Coordinate annotation entries
**********

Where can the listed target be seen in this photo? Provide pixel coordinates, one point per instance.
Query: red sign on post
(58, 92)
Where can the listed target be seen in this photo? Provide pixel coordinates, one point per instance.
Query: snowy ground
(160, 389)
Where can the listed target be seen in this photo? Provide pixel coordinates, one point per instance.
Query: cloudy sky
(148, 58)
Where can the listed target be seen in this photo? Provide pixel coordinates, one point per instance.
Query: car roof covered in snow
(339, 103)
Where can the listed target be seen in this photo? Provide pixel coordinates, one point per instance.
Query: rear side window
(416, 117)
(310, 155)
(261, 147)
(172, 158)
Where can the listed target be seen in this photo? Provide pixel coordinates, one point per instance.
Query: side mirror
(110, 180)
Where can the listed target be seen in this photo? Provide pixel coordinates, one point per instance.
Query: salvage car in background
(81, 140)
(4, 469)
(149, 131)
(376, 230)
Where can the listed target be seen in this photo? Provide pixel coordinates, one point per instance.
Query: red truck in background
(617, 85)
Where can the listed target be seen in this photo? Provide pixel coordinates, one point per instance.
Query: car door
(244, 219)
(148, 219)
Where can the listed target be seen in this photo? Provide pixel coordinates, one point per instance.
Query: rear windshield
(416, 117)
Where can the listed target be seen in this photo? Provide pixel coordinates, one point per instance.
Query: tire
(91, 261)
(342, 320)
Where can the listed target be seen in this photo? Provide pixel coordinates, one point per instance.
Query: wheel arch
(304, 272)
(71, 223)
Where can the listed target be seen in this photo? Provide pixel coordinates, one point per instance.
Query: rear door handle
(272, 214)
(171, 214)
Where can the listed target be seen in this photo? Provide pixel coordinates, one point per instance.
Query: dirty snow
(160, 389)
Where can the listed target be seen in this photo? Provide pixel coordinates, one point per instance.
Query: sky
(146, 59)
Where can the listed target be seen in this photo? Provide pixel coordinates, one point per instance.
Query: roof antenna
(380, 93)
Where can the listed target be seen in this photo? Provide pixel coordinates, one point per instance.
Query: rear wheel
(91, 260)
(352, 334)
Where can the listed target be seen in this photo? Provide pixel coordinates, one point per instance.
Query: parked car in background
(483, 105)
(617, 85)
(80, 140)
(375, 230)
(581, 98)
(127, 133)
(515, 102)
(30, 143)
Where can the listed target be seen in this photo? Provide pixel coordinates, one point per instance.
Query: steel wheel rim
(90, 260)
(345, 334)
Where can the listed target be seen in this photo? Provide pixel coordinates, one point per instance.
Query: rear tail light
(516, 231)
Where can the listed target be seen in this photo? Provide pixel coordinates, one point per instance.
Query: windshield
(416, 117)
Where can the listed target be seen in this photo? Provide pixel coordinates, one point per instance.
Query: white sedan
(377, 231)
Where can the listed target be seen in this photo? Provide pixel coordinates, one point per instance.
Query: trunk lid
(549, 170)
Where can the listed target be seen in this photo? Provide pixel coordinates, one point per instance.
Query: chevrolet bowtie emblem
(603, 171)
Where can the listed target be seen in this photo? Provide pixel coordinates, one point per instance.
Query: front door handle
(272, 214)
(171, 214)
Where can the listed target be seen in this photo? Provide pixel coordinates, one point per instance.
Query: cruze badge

**********

Request:
Print the records once more, exactly as they were given.

Result:
Where can the listed target be seen in this photo? Provide pixel coordinates, one point per instance.
Query: red sign on post
(58, 92)
Where can the listed target be seen in this photo? Provide pixel coordinates, one point per instance.
Query: snowy ground
(160, 389)
Where can the listed target be seen in this photo? Provide pixel coordinates, one point per instance.
Query: cloudy sky
(148, 58)
Where can the listed target be seen in this photo? Provide pixel coordinates, one point per instance.
Query: car roof covered in snow
(339, 103)
Where can the listed target be seen in this photo? Provide pixel coordinates, one point per instance.
Query: rear side window
(416, 117)
(310, 155)
(261, 147)
(172, 158)
Where can the listed target be seen in this photo? Provide pixel coordinates, one point per instance.
Query: side mirror
(110, 180)
Where can the listed target be seen in this photo? Provide pixel coordinates, one point per instance.
Query: salvage car in background
(81, 140)
(4, 469)
(149, 131)
(376, 230)
Where can the listed target be seen in this photo? Provide pixel coordinates, one point per instance.
Query: red truck in background
(617, 85)
Where can the listed target be seen in this photo? Provide pixel coordinates, one point per instance.
Query: car door
(244, 219)
(148, 219)
Where can the listed target be seen in this photo? Provide pixel coordinates, one point per instance.
Query: rear windshield
(416, 117)
Where can the listed target be seen in this photo? Provide pixel coordinates, one point per instance.
Query: tire
(91, 261)
(342, 320)
Where can the listed target be seen in this photo? Provide pixel coordinates, one point per instance.
Query: wheel arch
(304, 272)
(71, 223)
Where can the listed target be seen in this photo? Provide pixel coordinates, one point per instance.
Query: rear door handle
(272, 214)
(171, 214)
Where can the listed target be seen in this photo? Provide pixel coordinates, one point per instance.
Query: dirty snow
(160, 389)
Where can the listed target be seen in this photo? Provide pixel coordinates, one point per instance.
Query: sky
(146, 59)
Where can the listed target be seen in this photo? Provide pixel coordinates, one point per instance.
Query: roof antenna
(380, 93)
Where can the listed target be seen in this photo? Provide pixel coordinates, one point per instance.
Query: rear wheel
(91, 260)
(352, 334)
Where can the listed target be seen in this photo? Provide pixel coordinates, one point per instance.
Query: parked car in background
(483, 105)
(617, 85)
(80, 140)
(375, 230)
(581, 98)
(127, 133)
(515, 102)
(30, 143)
Where can the listed target be seen in this photo? Provide pixel coordinates, one point per instance.
Query: steel wheel rim
(90, 260)
(345, 334)
Where can the listed target be seen in this photo? Provide pixel coordinates, one point per instance.
Query: rear tail light
(516, 231)
Where can the listed target be seen in this photo? Provide pixel coordinates, one point per instance.
Query: windshield
(416, 117)
Where can the listed target be seen in this photo? Provide pixel coordinates, one point per instance.
Query: white sedan
(377, 231)
Where can the listed target be seen in this photo? Provide pixel coordinates, one point per instance.
Query: trunk lid
(549, 170)
Where can the listed target be seen in this photo? Provide pixel coordinates, one point per instance.
Query: chevrolet bowtie emblem
(603, 171)
Where can the listed target be seen in this photo? Provide pixel coordinates, one point per instance.
Query: front door handle
(272, 214)
(171, 214)
Where can the listed target be seen in this photo? Provide pixel coordinates, one point per instance.
Query: cruze badge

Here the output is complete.